• Selected text:
--------

Five words that offended a nation
AN AUSTRALIAN MP has issued an apology after her comment linking Irish accents with con artists were attacked as racist.
Speaking at the launch of a campaign against dodgy workmen, Victorian Consumer Affairs Minister Marlene Kairouz warned people: "If anybody knocks on your door that has an Irish accent, automatically ask them to leave."
She said the scam artists "know where to go, who to target, as soon as they get cash in their hands, they're gone."
Her remarks were broadcast on Channel 9 News, and introduced by reporter Brett McLeod as "a very, very broad warning."
The broadcast was followed by a swift backlash on social media, with one Facebook user commenting: "Absolutely no need to slam all Irish people and make racist comments like that. The Minister needs to apologise to the hard working Irish people in this country."
Another added: "How is this different then saying don't open your door to any person of colour or ethnicity? Imagine in this day and age people can be so blind."

--------

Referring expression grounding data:

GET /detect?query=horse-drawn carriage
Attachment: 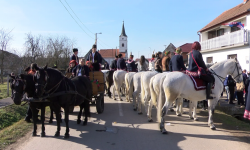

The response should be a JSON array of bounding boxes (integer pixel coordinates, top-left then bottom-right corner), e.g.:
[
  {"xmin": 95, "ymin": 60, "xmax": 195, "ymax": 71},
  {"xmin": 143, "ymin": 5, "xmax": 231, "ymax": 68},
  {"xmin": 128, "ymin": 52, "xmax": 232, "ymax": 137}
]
[{"xmin": 66, "ymin": 71, "xmax": 105, "ymax": 114}]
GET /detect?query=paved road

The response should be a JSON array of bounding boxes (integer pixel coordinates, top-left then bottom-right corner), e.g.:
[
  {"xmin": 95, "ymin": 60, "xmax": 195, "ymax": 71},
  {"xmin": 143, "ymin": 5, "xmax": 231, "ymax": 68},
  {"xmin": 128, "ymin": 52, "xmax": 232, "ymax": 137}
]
[
  {"xmin": 14, "ymin": 97, "xmax": 250, "ymax": 150},
  {"xmin": 0, "ymin": 97, "xmax": 13, "ymax": 108}
]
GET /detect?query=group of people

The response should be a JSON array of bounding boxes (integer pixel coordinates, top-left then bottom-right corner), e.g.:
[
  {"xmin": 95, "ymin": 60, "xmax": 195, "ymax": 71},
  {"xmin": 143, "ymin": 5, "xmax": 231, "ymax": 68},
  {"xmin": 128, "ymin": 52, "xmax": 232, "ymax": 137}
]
[{"xmin": 66, "ymin": 44, "xmax": 102, "ymax": 77}]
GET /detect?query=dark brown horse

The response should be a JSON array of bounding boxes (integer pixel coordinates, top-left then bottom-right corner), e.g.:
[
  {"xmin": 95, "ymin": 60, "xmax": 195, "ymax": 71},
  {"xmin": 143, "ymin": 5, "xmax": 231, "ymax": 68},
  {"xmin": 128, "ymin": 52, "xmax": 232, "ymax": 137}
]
[{"xmin": 34, "ymin": 66, "xmax": 92, "ymax": 138}]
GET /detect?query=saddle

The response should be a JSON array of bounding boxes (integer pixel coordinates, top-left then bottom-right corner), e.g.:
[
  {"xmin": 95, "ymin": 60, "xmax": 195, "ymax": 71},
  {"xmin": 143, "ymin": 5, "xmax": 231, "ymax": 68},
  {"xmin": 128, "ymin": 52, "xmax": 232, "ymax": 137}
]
[{"xmin": 187, "ymin": 74, "xmax": 214, "ymax": 91}]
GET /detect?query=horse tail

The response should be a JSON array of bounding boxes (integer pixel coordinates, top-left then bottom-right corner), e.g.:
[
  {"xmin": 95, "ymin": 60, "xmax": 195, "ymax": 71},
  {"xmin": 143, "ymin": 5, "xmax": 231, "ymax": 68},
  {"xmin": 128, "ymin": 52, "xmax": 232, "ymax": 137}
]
[
  {"xmin": 157, "ymin": 76, "xmax": 166, "ymax": 122},
  {"xmin": 149, "ymin": 77, "xmax": 157, "ymax": 106}
]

--------

• What is expected:
Continue the article about the Victorian minister's remark on Irish accents, starting after its final quoted comment.

• Response to this task:
Others pointed out that there are many Irish nurses in Australian hospitals and carrying out home visits. "Shame on you for your ignorance and sweeping statement," one said.
The story has gone all around the UK since Ms Kairouz's remarks were broadcast on Monday, with the BBC and the Irish Independent publishing stories on the drama.
The Australian Embassy in Ireland went into damage control mode, issuing a statement that read: "Over more than two centuries, people of Irish birth and heritage have made a hugely positive contribution to Australia, and continue to do so.
"This was publicly acknowledged recently by the Prime Minister, the Hon Malcolm Turnbull MP, who told President Higgins in Canberra: 'The warmth of the history and the family ties between Australia and Ireland couldn't be greater. Australia is the most Irish country in the world, (apart from Ireland, of course)…'
"The best way to sum up the attitudes of the Australian people towards the Irish is again to quote the Prime Minister: 'You're so warmly welcomed. You're among friends and among family.'"
Ms Kairouz has now issued an apology on Twitter, writing: "Yesterday I made a comment at a scam awareness campaign launch that caused offence to people with Irish heritage.
"Recent scammers have been backpackers from the UK & Ireland & I was giving this info to the public. I admit I delivered this msg poorly.
"I sincerely apologise for causing offence and my poor choice of words."